YOUR GOAL - Every record below is to be restated word for word.

DATA FOR THE TASK below:

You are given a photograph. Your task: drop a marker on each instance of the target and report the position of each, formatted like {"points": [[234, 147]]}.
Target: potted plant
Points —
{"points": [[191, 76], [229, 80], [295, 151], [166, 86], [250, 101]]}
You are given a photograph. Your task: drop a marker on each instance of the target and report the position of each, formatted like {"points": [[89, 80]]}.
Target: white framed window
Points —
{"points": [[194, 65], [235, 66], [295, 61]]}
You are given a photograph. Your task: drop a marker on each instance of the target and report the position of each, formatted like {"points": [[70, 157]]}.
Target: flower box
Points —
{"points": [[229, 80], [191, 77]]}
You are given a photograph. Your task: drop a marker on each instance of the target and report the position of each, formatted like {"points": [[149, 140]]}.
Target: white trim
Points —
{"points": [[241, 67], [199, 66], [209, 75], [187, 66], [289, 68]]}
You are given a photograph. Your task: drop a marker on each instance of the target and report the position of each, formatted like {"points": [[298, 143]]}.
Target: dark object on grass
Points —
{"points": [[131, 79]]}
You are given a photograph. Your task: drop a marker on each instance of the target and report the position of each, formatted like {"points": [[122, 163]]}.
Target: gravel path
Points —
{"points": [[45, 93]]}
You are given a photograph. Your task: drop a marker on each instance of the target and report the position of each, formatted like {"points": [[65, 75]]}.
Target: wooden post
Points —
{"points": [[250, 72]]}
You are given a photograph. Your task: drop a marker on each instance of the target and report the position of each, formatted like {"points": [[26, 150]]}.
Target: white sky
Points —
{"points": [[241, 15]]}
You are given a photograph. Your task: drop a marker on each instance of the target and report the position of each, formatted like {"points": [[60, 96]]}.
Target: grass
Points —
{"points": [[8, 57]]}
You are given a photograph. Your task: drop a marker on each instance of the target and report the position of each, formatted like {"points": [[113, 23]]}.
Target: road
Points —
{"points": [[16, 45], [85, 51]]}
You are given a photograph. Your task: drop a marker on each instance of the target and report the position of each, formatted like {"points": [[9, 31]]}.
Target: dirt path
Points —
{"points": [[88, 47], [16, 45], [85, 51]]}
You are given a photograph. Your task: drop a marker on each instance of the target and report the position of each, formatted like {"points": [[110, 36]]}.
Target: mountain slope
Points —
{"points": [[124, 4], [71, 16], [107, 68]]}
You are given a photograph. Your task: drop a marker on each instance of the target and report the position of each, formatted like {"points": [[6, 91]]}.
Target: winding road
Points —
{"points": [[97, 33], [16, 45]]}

End of DATA FOR THE TASK.

TASK OUTPUT -
You are given a photograph. Your task: drop a marker on each instance of the target and report the position of each, formatted like {"points": [[234, 147]]}.
Target: potted plant
Points —
{"points": [[191, 76], [229, 80], [295, 151], [166, 86], [250, 101]]}
You are given a photograph. Your task: drop a marker on each instance of the target and report the position of each, formatted like {"points": [[89, 80]]}.
Target: white framed window
Points —
{"points": [[194, 65], [235, 66], [295, 61]]}
You are given a photograph. Your task: drop a marker on each instance of the target and report the position of each, formatted like {"points": [[70, 157]]}.
Target: flower box
Points —
{"points": [[229, 80], [191, 77]]}
You are given a photograph. Your task: drop a marker on each instance of the target and report the position of each, formatted like {"points": [[149, 140]]}.
Target: white trim
Points —
{"points": [[241, 67], [199, 66], [209, 75], [187, 66], [289, 68]]}
You are given a photograph. Your task: drop a marker on each instance of the target and report the position of each, formatted like {"points": [[298, 143]]}.
Target: dark object on grass
Points —
{"points": [[131, 79]]}
You are given a photograph. Your task: drop a marker on each instance of the target and report the position of each, formatted like {"points": [[122, 163]]}.
Target: gravel path
Points —
{"points": [[45, 93]]}
You are given a photograph. Your task: drop a marker on each instance of the target and report the position of each, formatted like {"points": [[65, 75]]}.
Target: wooden post
Points —
{"points": [[250, 72]]}
You are given a photograph. Your task: drop a marker on each instance of the target and report the position of each, formatted like {"points": [[26, 150]]}.
Target: white sky
Points —
{"points": [[241, 15]]}
You are given a photograph. Your task: drop a marker on each instance of the target and report the position of each, formatted like {"points": [[60, 96]]}.
Target: grass
Points —
{"points": [[8, 57]]}
You are given a photograph. Your task: drop a marker on each instance of the target and report the position of each, formatted like {"points": [[113, 23]]}.
Target: road
Points —
{"points": [[16, 45], [85, 51]]}
You are given a photograph. Your task: drop a marker on each instance of the target and report the position of each, formatted like {"points": [[9, 31]]}.
Target: dirt path
Points —
{"points": [[88, 47], [16, 45], [85, 51]]}
You are given a photograph. Your task: drop a marker on each instance of the target and report the position of each, formatted like {"points": [[110, 36]]}.
Target: mountain slope
Points —
{"points": [[124, 4], [71, 16], [107, 68]]}
You are given a photograph. Your task: drop a marker on each instance of the target and report the position of each, formatted like {"points": [[6, 91]]}.
Target: winding road
Points —
{"points": [[97, 33], [16, 45]]}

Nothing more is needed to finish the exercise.